Raw records:
------------------------------------------------------------

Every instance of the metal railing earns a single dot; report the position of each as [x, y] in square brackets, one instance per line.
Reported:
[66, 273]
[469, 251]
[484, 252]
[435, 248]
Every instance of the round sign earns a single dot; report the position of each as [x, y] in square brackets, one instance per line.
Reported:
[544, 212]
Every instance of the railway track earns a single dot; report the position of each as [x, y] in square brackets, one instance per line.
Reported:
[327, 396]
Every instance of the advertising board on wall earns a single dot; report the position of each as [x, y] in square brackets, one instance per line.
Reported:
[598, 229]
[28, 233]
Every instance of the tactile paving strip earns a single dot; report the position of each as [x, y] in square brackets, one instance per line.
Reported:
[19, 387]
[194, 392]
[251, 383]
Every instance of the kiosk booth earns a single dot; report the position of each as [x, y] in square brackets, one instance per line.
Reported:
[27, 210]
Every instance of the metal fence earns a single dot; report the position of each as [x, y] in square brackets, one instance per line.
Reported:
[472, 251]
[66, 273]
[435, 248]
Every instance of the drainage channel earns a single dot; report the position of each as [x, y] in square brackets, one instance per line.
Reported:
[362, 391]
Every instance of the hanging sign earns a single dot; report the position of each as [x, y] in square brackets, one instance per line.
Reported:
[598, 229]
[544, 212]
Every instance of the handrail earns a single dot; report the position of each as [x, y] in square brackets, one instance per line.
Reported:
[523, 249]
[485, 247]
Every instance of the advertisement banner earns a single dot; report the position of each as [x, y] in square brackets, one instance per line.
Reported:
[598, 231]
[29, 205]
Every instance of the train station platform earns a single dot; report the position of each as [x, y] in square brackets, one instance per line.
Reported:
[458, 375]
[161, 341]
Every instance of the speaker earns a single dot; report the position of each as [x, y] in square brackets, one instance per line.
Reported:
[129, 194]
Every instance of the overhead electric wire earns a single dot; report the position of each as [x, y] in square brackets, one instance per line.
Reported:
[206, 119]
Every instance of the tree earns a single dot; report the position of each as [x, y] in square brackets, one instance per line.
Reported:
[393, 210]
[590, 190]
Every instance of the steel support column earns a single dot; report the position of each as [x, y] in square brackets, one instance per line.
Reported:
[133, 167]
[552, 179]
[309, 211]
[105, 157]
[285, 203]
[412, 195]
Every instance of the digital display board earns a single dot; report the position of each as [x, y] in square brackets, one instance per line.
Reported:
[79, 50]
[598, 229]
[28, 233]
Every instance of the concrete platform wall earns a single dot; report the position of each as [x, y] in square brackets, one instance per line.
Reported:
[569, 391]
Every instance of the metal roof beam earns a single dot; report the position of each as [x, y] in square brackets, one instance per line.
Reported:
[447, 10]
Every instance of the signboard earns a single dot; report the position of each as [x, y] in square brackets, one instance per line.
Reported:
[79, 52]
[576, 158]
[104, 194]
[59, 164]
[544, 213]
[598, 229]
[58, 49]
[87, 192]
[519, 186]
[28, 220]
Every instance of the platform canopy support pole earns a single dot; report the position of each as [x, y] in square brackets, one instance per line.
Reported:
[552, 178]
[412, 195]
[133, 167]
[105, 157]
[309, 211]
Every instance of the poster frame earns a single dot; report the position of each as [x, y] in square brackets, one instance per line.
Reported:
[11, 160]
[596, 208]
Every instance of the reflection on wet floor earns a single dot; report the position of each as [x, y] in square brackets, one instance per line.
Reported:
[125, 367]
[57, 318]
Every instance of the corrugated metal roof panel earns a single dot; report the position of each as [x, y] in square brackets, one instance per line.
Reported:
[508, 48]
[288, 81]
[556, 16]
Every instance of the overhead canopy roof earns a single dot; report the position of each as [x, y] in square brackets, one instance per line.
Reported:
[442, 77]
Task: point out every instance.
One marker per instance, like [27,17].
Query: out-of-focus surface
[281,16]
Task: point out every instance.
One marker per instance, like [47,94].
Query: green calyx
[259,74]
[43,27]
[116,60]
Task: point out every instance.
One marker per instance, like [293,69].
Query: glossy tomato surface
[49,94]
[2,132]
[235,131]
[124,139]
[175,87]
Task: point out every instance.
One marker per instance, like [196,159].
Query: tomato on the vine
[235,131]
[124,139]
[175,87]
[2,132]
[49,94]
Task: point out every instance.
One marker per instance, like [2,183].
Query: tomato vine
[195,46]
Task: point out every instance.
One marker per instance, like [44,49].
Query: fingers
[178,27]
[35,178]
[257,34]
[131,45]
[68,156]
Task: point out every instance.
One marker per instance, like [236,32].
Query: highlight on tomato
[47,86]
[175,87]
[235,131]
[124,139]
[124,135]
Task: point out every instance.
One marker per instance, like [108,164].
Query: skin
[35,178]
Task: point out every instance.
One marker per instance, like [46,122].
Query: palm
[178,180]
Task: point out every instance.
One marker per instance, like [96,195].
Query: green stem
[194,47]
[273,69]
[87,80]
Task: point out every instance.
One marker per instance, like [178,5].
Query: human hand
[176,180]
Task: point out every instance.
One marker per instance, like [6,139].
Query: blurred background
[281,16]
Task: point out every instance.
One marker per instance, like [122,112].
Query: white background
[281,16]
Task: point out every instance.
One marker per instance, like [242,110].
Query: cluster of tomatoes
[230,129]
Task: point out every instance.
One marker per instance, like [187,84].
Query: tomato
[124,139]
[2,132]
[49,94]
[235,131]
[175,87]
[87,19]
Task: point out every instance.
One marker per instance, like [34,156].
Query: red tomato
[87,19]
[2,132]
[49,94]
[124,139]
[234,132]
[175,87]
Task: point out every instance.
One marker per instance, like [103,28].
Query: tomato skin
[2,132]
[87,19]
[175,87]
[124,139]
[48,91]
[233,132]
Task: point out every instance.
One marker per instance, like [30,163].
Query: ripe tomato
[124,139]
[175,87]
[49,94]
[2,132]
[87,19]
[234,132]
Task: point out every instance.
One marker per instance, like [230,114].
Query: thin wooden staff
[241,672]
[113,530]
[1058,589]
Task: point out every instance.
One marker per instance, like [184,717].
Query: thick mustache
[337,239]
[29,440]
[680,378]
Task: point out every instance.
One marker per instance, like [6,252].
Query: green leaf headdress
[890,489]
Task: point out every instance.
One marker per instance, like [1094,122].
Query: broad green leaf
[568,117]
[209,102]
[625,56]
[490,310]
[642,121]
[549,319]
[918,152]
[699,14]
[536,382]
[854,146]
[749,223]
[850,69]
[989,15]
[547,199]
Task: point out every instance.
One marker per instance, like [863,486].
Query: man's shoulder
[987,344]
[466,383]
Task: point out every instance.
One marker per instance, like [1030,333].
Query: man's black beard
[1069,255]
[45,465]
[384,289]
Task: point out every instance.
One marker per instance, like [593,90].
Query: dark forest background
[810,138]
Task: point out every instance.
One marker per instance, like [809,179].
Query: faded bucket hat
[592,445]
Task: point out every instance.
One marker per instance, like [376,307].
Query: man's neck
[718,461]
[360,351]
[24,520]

------------------------------------------------------------

» **Work to be completed**: Extract each line of the material exactly as it stands.

» **Task output**:
Every instance of the metal railing earns a single dot; report the position of each as [x, y] in square brackets, one instance per line.
Reported:
[66, 273]
[469, 251]
[484, 252]
[435, 248]
Every instance of the round sign earns a single dot; report the position of each as [x, y] in square brackets, one instance per line.
Reported:
[544, 212]
Every instance of the railway track earns a single dot; report the position of each as [x, y] in square brackets, one instance per line.
Reported:
[327, 396]
Every instance of the advertising board on wall earns a single dot; report the position of each as [x, y] in square brackets, one instance per line.
Reported:
[598, 229]
[28, 233]
Every instance of the tactile paving strip earns a single dot; report the position of each as [x, y] in square brackets, one instance per line.
Reported:
[19, 387]
[194, 392]
[251, 383]
Every instance of the kiosk booth earns a single dot; report the position of each as [x, y] in square brackets, one instance per line.
Reported:
[27, 210]
Every instance of the metal fence earns a single dot; report the position of each as [x, y] in square brackets, one instance per line.
Reported:
[472, 251]
[66, 273]
[435, 248]
Every instance of the drainage channel earns a single dot; report the position of each as [x, y] in square brackets, one instance per line.
Reported:
[362, 391]
Every instance of the hanging sign earns a single dot; report the position of each as [x, y] in square brackets, one instance per line.
Reported:
[598, 229]
[544, 212]
Every instance of the handrail earns a single dot; report the position of each as [x, y] in square brackets, one instance per line.
Reported:
[523, 249]
[485, 247]
Every instance of the advertisement banner earns a single dot; report the position of each as [x, y] in square brackets, one instance per line.
Reported:
[598, 231]
[29, 205]
Every instance of the train station platform earns a single dot; report the position of each as [x, y] in square brackets, one instance per line.
Reported:
[458, 375]
[161, 341]
Every instance of the speaker earns a single dot; report the position of each as [x, y] in square brackets, one instance per line.
Reported:
[129, 194]
Every instance of the overhead electric wire earns a single dot; report the position of each as [x, y] in square brackets, one instance per line.
Reported:
[206, 119]
Every instance of the tree earns a single dot; report the position of each as [x, y] in square brackets, one instance per line.
Reported:
[393, 210]
[590, 190]
Every instance of the steel support column earns a single dot; report the position of each as [x, y] in square brackets, one instance per line.
Reported:
[133, 167]
[552, 179]
[309, 211]
[105, 157]
[285, 203]
[412, 195]
Every instance of the digital display board earns a single dot; report the position of each as [x, y] in square brackets, one instance per line.
Reported:
[79, 50]
[598, 229]
[28, 233]
Every instance of the concrete platform wall earns a single dot; report the position of each as [x, y] in square brackets, one instance per line.
Reported:
[569, 391]
Every instance of the metal roof beam earns a single dot; report the position of each as [x, y] in square brackets, one instance per line.
Reported:
[447, 10]
Every instance of the signboard earns a single dot; report the position of each as [x, y] in square brackets, one instance per line.
Reported:
[79, 52]
[576, 158]
[104, 194]
[59, 164]
[544, 213]
[598, 229]
[58, 49]
[87, 192]
[519, 186]
[28, 220]
Every instance of the platform canopy support pole earns a single dot; report the position of each as [x, y] in square brackets, one instance per line.
Reported:
[552, 178]
[412, 195]
[133, 167]
[105, 157]
[309, 211]
Every instance of the poster frame earns a single dot; report the position of each as [x, y] in square brackets, one instance per line.
Reported:
[11, 160]
[596, 208]
Every instance of the reflection on wet floor earns a single dot; report the position of each as [x, y] in square brackets, one instance per line.
Reported:
[125, 367]
[57, 318]
Every instance of the corrugated metal roof panel earns a single dot; report the position of each as [x, y] in square brackets, one instance per line.
Reported:
[508, 48]
[288, 81]
[556, 16]
Every instance of the overhead canopy roof earns a single dot; report the position of each as [x, y] in square brackets, one instance per line.
Reported:
[442, 77]
Task: point out every instance.
One marker per instance, like [27,17].
Query: out-of-focus surface
[281,16]
Task: point out every instance.
One marker per instance, like [47,94].
Query: green calyx
[259,74]
[43,27]
[116,60]
Task: point out every instance.
One marker per instance, like [293,69].
Query: glossy tomato surface
[49,94]
[2,132]
[235,131]
[124,139]
[175,87]
Task: point out every instance.
One marker per instance, like [196,159].
Query: tomato on the vine
[235,131]
[124,139]
[175,87]
[2,132]
[49,94]
Task: point out every instance.
One marker per instance, like [2,183].
Query: tomato vine
[195,46]
Task: point out every instance.
One marker per instance, like [44,49].
Query: fingers
[178,27]
[35,178]
[257,34]
[131,45]
[68,156]
Task: point out every instance.
One marker per instance, like [236,32].
Query: highlight on tomato
[47,86]
[175,87]
[235,131]
[124,139]
[124,135]
Task: point out every instance.
One marker per instance, like [108,164].
Query: skin
[35,178]
Task: point out every instance.
One marker per instance, like [46,122].
Query: palm
[178,180]
Task: point out every instance.
One marker per instance, like [96,195].
Query: green stem
[194,47]
[273,69]
[87,80]
Task: point out every instance.
One marker per instance, like [178,5].
Query: human hand
[176,180]
Task: point out every instance.
One marker per instance, like [6,139].
Query: blurred background
[281,16]
Task: point out every instance.
One marker per instance, like [122,112].
Query: white background
[281,16]
Task: point out every instance.
One marker per instance, like [242,110].
Query: cluster of tomatoes
[230,129]
Task: point out every instance.
One marker per instance, like [187,84].
Query: tomato
[124,139]
[2,132]
[49,94]
[235,131]
[175,87]
[87,19]
Task: point out every instance.
One marker per instance, like [34,156].
Query: red tomato
[87,19]
[2,132]
[49,94]
[124,139]
[234,132]
[175,87]
Task: point out every instance.
One marker per instance, like [103,28].
Query: tomato skin
[2,132]
[87,19]
[175,87]
[124,139]
[48,91]
[233,132]
Task: point out every instance.
One marker per instance, like [30,163].
Query: ripe tomato
[124,139]
[175,87]
[49,94]
[2,132]
[87,19]
[234,132]
Task: point out every instance.
One marker per instance, like [230,114].
Query: thin wooden staff
[241,672]
[113,530]
[1058,589]
Task: point out every instance.
One marker per instance, like [184,717].
Query: thick mustache
[337,239]
[29,440]
[680,378]
Task: point out every instance.
One marker per instance, like [6,252].
Query: green leaf headdress
[890,489]
Task: point out every instance.
One marker per instance, like [1094,122].
Query: broad green leaf
[568,117]
[209,102]
[625,56]
[490,310]
[642,121]
[549,319]
[918,152]
[699,14]
[536,382]
[854,146]
[749,223]
[850,69]
[989,15]
[547,199]
Task: point out every instance.
One marker per instance, like [863,486].
Query: man's shoulder
[987,344]
[466,383]
Task: point out every instance.
One marker per instance, like [1030,333].
Query: man's black beard
[1069,255]
[45,465]
[384,289]
Task: point out every instance.
One marker per instance, like [593,90].
Query: dark forest background
[810,138]
Task: point out every instance.
One marker per instance, like [809,179].
Query: faded bucket hat
[592,445]
Task: point out every instance.
One marker per instance, like [376,307].
Query: man's neck
[718,461]
[360,351]
[24,520]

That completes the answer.